EXERCISE: Transcribe every record that appears below, exactly and in full.

PROVIDED ENTRIES:

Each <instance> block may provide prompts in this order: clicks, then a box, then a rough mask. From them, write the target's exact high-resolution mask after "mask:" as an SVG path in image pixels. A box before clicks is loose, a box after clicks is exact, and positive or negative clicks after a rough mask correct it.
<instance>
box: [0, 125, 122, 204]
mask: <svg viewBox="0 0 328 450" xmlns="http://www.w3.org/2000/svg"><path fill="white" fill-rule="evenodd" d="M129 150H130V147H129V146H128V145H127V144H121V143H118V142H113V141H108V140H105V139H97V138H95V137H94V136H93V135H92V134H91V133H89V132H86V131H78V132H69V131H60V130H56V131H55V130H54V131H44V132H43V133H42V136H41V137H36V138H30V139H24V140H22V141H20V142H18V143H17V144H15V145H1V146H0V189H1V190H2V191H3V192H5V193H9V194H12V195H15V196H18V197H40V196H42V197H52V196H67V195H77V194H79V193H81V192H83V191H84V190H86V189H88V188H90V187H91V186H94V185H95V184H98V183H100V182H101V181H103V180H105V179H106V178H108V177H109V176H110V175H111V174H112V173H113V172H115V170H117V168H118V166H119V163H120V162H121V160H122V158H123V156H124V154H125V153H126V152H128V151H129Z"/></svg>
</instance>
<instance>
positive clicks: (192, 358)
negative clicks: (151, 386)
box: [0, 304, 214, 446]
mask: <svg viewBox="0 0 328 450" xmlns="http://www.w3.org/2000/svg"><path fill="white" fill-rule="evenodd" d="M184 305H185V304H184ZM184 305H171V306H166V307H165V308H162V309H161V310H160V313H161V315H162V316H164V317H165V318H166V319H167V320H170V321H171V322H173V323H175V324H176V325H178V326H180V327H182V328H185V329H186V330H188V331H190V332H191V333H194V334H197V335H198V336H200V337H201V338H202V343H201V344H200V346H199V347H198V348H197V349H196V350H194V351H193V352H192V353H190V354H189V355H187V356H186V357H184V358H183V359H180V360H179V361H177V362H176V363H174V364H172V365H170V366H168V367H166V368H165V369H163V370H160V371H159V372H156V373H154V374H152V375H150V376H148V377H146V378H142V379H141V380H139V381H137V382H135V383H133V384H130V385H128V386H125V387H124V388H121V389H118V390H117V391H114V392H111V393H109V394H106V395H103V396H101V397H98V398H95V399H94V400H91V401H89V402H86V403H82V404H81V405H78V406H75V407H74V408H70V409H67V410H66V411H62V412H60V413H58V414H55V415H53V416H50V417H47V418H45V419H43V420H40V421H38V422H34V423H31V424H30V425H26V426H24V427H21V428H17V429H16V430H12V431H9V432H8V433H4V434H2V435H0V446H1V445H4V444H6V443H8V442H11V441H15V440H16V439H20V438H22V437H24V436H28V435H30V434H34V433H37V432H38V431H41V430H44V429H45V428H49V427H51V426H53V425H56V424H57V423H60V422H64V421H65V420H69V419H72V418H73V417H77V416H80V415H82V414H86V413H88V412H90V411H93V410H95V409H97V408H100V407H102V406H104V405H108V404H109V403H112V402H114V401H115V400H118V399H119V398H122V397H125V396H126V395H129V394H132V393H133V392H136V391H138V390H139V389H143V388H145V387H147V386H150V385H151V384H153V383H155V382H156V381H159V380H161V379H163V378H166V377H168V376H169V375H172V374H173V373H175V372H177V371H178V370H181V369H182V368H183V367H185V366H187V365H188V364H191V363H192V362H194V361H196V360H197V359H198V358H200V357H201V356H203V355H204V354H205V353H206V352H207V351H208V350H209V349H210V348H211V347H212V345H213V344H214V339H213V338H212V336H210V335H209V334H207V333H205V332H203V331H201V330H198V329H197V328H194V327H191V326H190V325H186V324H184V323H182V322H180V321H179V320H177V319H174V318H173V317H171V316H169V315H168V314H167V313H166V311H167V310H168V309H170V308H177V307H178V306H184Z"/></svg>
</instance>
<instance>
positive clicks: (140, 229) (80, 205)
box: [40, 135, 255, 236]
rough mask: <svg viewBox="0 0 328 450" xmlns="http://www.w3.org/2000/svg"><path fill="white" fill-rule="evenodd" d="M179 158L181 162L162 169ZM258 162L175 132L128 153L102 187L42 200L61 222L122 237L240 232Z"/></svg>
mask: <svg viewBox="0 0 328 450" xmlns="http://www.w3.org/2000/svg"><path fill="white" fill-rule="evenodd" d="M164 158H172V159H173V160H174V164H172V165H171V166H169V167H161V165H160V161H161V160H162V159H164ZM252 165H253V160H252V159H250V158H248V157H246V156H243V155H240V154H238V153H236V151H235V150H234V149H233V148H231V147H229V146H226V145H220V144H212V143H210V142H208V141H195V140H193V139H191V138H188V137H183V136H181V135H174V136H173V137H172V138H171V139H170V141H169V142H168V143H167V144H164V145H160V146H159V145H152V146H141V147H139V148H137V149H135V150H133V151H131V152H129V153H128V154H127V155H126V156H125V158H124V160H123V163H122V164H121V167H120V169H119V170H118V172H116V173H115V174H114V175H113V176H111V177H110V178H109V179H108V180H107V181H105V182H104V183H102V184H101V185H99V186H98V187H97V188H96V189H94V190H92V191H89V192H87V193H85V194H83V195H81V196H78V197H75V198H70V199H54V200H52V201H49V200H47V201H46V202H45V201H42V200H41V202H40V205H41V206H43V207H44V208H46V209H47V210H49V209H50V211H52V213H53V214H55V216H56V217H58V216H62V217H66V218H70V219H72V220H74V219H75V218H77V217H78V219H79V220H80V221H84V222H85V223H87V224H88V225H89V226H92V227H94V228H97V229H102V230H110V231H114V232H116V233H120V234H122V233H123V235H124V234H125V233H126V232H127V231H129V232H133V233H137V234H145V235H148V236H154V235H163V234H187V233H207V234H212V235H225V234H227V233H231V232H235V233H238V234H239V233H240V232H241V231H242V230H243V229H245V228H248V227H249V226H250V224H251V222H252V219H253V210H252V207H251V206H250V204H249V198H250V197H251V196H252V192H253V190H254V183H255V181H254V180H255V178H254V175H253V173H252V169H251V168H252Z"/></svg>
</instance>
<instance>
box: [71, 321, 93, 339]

ANSWER BELOW:
Each <instance> block may provide prompts in this order: clicks, then a box, then a rough mask. From them, write the target's exact high-resolution mask after "mask:" as an SVG path in image pixels. A box before clicks is loose, a box after clicks is exact, and positive or negative clicks after a rough mask correct it.
<instance>
box: [0, 125, 122, 204]
mask: <svg viewBox="0 0 328 450" xmlns="http://www.w3.org/2000/svg"><path fill="white" fill-rule="evenodd" d="M129 150H130V147H129V146H128V145H127V144H121V143H118V142H113V141H108V140H105V139H97V138H95V137H94V136H93V135H92V134H91V133H89V132H86V131H78V132H69V131H60V130H56V131H55V130H54V131H44V132H43V133H42V136H41V137H36V138H30V139H24V140H22V141H20V142H18V143H17V144H15V145H1V146H0V189H1V190H2V191H3V192H5V193H9V194H12V195H15V196H18V197H40V196H42V197H52V196H67V195H77V194H79V193H81V192H83V191H84V190H86V189H88V188H90V187H91V186H94V185H95V184H98V183H100V182H101V181H103V180H105V179H106V178H108V177H109V176H110V175H111V174H112V173H113V172H115V170H117V168H118V166H119V163H120V162H121V160H122V158H123V156H124V154H125V153H126V152H128V151H129Z"/></svg>
</instance>
<instance>
positive clicks: (192, 358)
negative clicks: (151, 386)
box: [0, 304, 214, 446]
mask: <svg viewBox="0 0 328 450" xmlns="http://www.w3.org/2000/svg"><path fill="white" fill-rule="evenodd" d="M184 305H185V304H184ZM184 305H171V306H166V307H165V308H162V309H161V310H160V313H161V315H162V316H164V317H165V318H166V319H167V320H170V321H171V322H173V323H175V324H176V325H178V326H180V327H182V328H185V329H186V330H188V331H190V332H191V333H194V334H197V335H198V336H200V337H201V338H202V343H201V344H200V346H199V347H198V348H197V349H196V350H194V351H193V352H192V353H190V354H189V355H187V356H186V357H184V358H183V359H180V360H179V361H177V362H176V363H174V364H172V365H170V366H168V367H166V368H165V369H163V370H160V371H159V372H156V373H154V374H152V375H150V376H148V377H146V378H142V379H141V380H139V381H137V382H135V383H133V384H130V385H128V386H125V387H124V388H121V389H118V390H117V391H114V392H111V393H109V394H106V395H103V396H101V397H98V398H95V399H94V400H91V401H89V402H86V403H82V404H81V405H78V406H75V407H74V408H70V409H67V410H66V411H62V412H60V413H58V414H55V415H53V416H50V417H47V418H45V419H43V420H40V421H38V422H34V423H31V424H30V425H26V426H24V427H21V428H17V429H16V430H12V431H9V432H8V433H4V434H2V435H0V446H1V445H4V444H6V443H8V442H11V441H15V440H16V439H20V438H22V437H24V436H28V435H30V434H34V433H37V432H38V431H41V430H44V429H45V428H49V427H51V426H53V425H56V424H57V423H60V422H64V421H65V420H69V419H72V418H73V417H77V416H80V415H82V414H86V413H88V412H90V411H93V410H95V409H97V408H100V407H102V406H104V405H108V404H109V403H112V402H114V401H115V400H118V399H119V398H122V397H125V396H126V395H129V394H132V393H133V392H136V391H138V390H139V389H143V388H145V387H147V386H150V385H151V384H153V383H155V382H156V381H159V380H161V379H163V378H166V377H168V376H169V375H172V374H173V373H175V372H177V371H178V370H181V369H182V368H183V367H185V366H187V365H188V364H191V363H192V362H194V361H196V360H197V359H198V358H200V357H201V356H203V355H204V354H205V353H206V352H207V351H208V350H209V349H210V348H211V347H212V345H213V344H214V339H213V338H212V336H210V335H209V334H207V333H205V332H203V331H201V330H198V329H197V328H194V327H191V326H190V325H186V324H184V323H182V322H180V321H179V320H177V319H174V318H173V317H171V316H169V315H168V314H167V313H166V311H167V310H168V309H170V308H177V307H178V306H184Z"/></svg>
</instance>
<instance>
positive clicks: (140, 229) (80, 205)
box: [40, 135, 255, 236]
rough mask: <svg viewBox="0 0 328 450" xmlns="http://www.w3.org/2000/svg"><path fill="white" fill-rule="evenodd" d="M179 158L181 162L162 169ZM258 162L175 132L128 153L102 187L42 200L61 222L122 237L240 232Z"/></svg>
mask: <svg viewBox="0 0 328 450" xmlns="http://www.w3.org/2000/svg"><path fill="white" fill-rule="evenodd" d="M164 158H172V159H173V160H174V164H172V165H171V166H169V167H161V165H160V161H161V160H162V159H164ZM252 165H253V160H252V159H250V158H248V157H246V156H243V155H240V154H238V153H236V151H235V150H234V149H233V148H231V147H229V146H226V145H220V144H212V143H210V142H208V141H195V140H193V139H191V138H188V137H183V136H181V135H174V136H173V137H172V138H171V139H170V141H169V142H168V143H167V144H164V145H160V146H159V145H152V146H141V147H139V148H137V149H135V150H133V151H131V152H129V153H128V154H127V155H126V156H125V158H124V160H123V163H122V164H121V167H120V169H119V170H118V172H116V173H115V174H114V175H113V176H111V177H110V178H109V179H108V180H107V181H105V182H104V183H102V184H101V185H99V186H98V187H97V188H96V189H94V190H92V191H89V192H87V193H85V194H83V195H81V196H78V197H75V198H70V199H54V200H52V201H49V200H47V201H46V202H45V201H42V200H41V202H40V205H41V206H43V207H44V208H46V209H47V210H49V209H50V211H52V213H53V214H55V216H56V217H58V216H62V217H66V218H70V219H72V220H74V219H75V218H77V217H78V219H79V220H80V221H84V222H85V223H87V224H88V225H89V226H92V227H94V228H97V229H102V230H110V231H114V232H116V233H120V234H122V233H123V235H124V234H125V233H126V232H127V231H129V232H133V233H137V234H145V235H148V236H154V235H163V234H187V233H207V234H212V235H225V234H227V233H231V232H235V233H238V234H239V233H240V232H241V231H242V230H243V229H245V228H248V227H249V226H250V224H251V222H252V219H253V210H252V207H251V206H250V204H249V198H250V197H251V196H252V192H253V190H254V183H255V181H254V180H255V178H254V175H253V173H252V169H251V168H252Z"/></svg>
</instance>
<instance>
box: [71, 321, 93, 339]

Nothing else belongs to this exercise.